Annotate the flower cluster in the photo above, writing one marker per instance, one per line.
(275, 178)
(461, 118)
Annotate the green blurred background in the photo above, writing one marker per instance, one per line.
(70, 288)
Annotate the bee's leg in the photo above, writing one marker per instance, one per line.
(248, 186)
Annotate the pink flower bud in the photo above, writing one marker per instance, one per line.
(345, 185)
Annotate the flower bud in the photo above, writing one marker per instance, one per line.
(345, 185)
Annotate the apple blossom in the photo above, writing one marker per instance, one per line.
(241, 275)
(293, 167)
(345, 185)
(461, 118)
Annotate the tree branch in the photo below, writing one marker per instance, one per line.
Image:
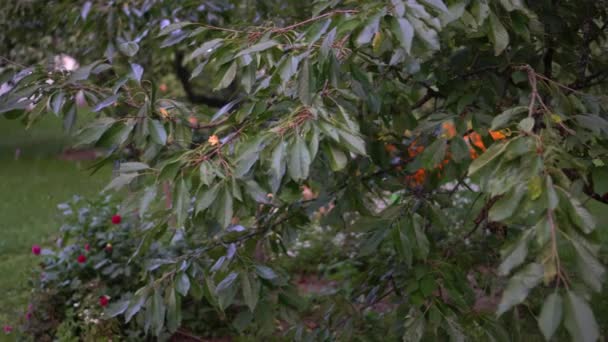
(183, 74)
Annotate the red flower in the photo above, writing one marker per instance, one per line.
(116, 219)
(103, 301)
(36, 249)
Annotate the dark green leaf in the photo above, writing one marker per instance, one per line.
(257, 48)
(404, 31)
(265, 272)
(105, 103)
(579, 319)
(117, 308)
(502, 119)
(498, 34)
(515, 255)
(519, 286)
(157, 132)
(299, 160)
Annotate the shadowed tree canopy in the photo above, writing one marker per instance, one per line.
(457, 148)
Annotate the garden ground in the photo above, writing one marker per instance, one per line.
(33, 181)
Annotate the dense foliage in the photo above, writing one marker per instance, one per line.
(417, 137)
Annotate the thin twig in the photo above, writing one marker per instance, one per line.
(308, 21)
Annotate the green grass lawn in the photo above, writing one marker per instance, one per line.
(31, 187)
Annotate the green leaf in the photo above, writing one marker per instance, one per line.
(224, 213)
(158, 312)
(459, 149)
(589, 267)
(425, 33)
(116, 308)
(226, 282)
(526, 125)
(145, 201)
(182, 284)
(577, 213)
(515, 255)
(128, 48)
(204, 50)
(299, 160)
(248, 155)
(207, 173)
(251, 289)
(579, 319)
(105, 103)
(414, 327)
(83, 73)
(421, 240)
(136, 304)
(173, 27)
(132, 167)
(182, 203)
(550, 315)
(498, 34)
(257, 48)
(404, 31)
(120, 181)
(277, 166)
(94, 131)
(58, 101)
(337, 158)
(436, 4)
(173, 310)
(207, 198)
(502, 119)
(354, 143)
(600, 180)
(265, 272)
(434, 154)
(552, 199)
(489, 155)
(369, 30)
(543, 231)
(506, 205)
(519, 286)
(304, 84)
(229, 76)
(288, 68)
(157, 132)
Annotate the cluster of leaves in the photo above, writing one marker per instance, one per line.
(318, 102)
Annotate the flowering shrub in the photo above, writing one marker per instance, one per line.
(82, 276)
(358, 102)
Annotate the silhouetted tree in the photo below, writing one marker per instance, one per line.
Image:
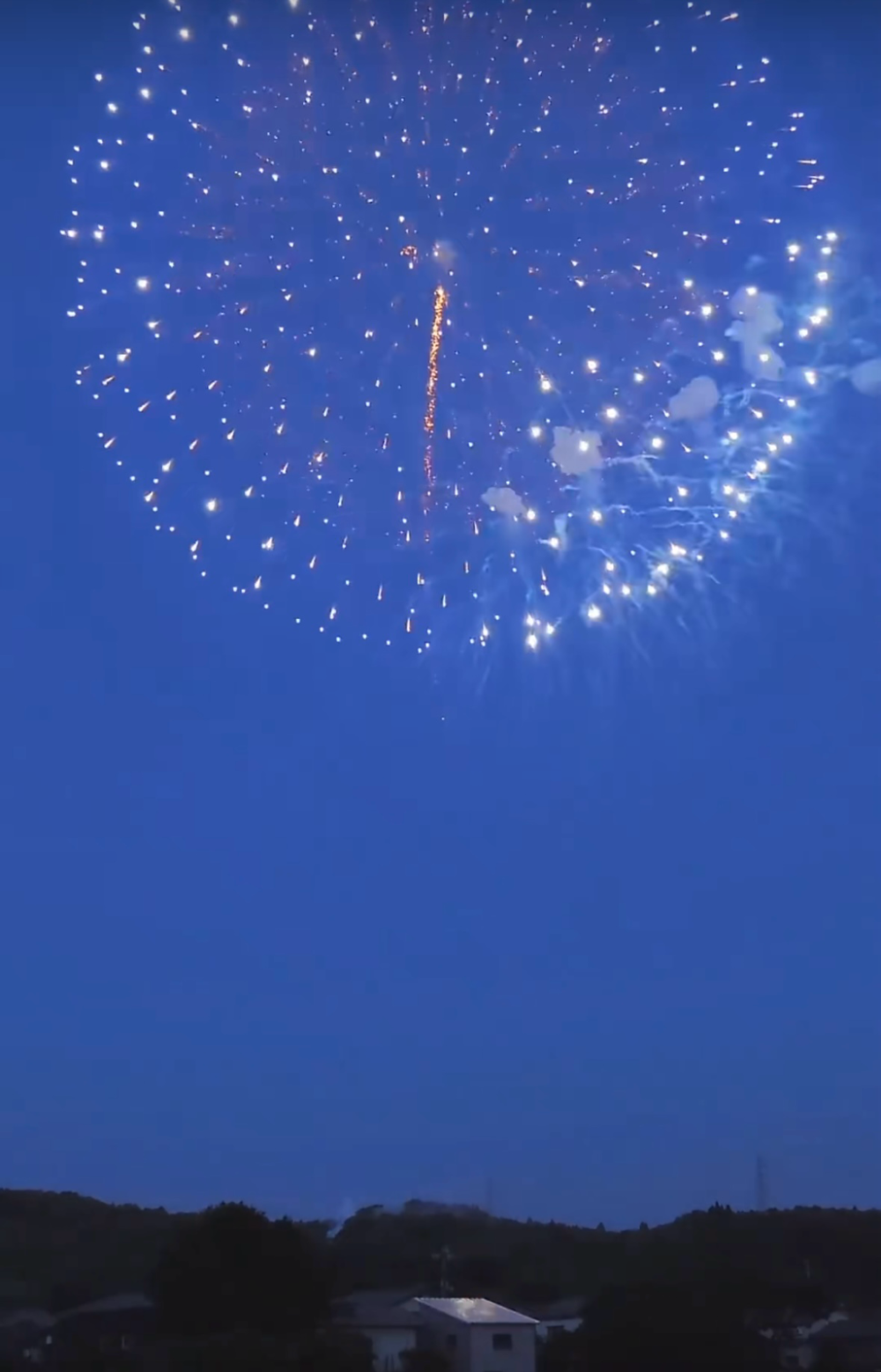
(233, 1271)
(663, 1328)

▬▬▬▬▬▬

_Set problem:_ Repeat the lines of the records verbatim, starting at the line containing "Annotate the thin" and stopping after the final line. Images stay out.

_Result for this exercise:_
Annotate the thin twig in the photo above, writing one marker per instance, one per line.
(308, 21)
Annotate the green grass lawn in the photo above, writing one marker per instance, one per line.
(31, 187)
Annotate the green leaf in the photo above, writing one marker per instance, one per line.
(224, 213)
(158, 312)
(459, 149)
(589, 267)
(425, 33)
(116, 308)
(226, 282)
(526, 125)
(145, 201)
(182, 284)
(577, 213)
(515, 255)
(128, 48)
(204, 50)
(299, 160)
(248, 155)
(207, 173)
(251, 289)
(579, 319)
(105, 103)
(414, 327)
(83, 73)
(421, 240)
(136, 304)
(173, 27)
(132, 167)
(182, 203)
(550, 315)
(498, 34)
(257, 48)
(404, 31)
(120, 181)
(277, 166)
(94, 131)
(58, 101)
(337, 158)
(436, 4)
(173, 310)
(207, 198)
(502, 119)
(354, 143)
(600, 180)
(265, 272)
(434, 154)
(552, 199)
(489, 155)
(369, 30)
(543, 231)
(506, 205)
(519, 286)
(304, 84)
(229, 76)
(288, 68)
(157, 132)
Annotate the cluster of leaves in the photo above, writing one marker per instance, one per line.
(318, 102)
Annotate the flowering shrub in the photo above, writing one marker per instance, one per line.
(82, 276)
(358, 102)
Annotate the silhouetted tree in the photo below, writing one marker per instance, one per line.
Image:
(233, 1271)
(663, 1328)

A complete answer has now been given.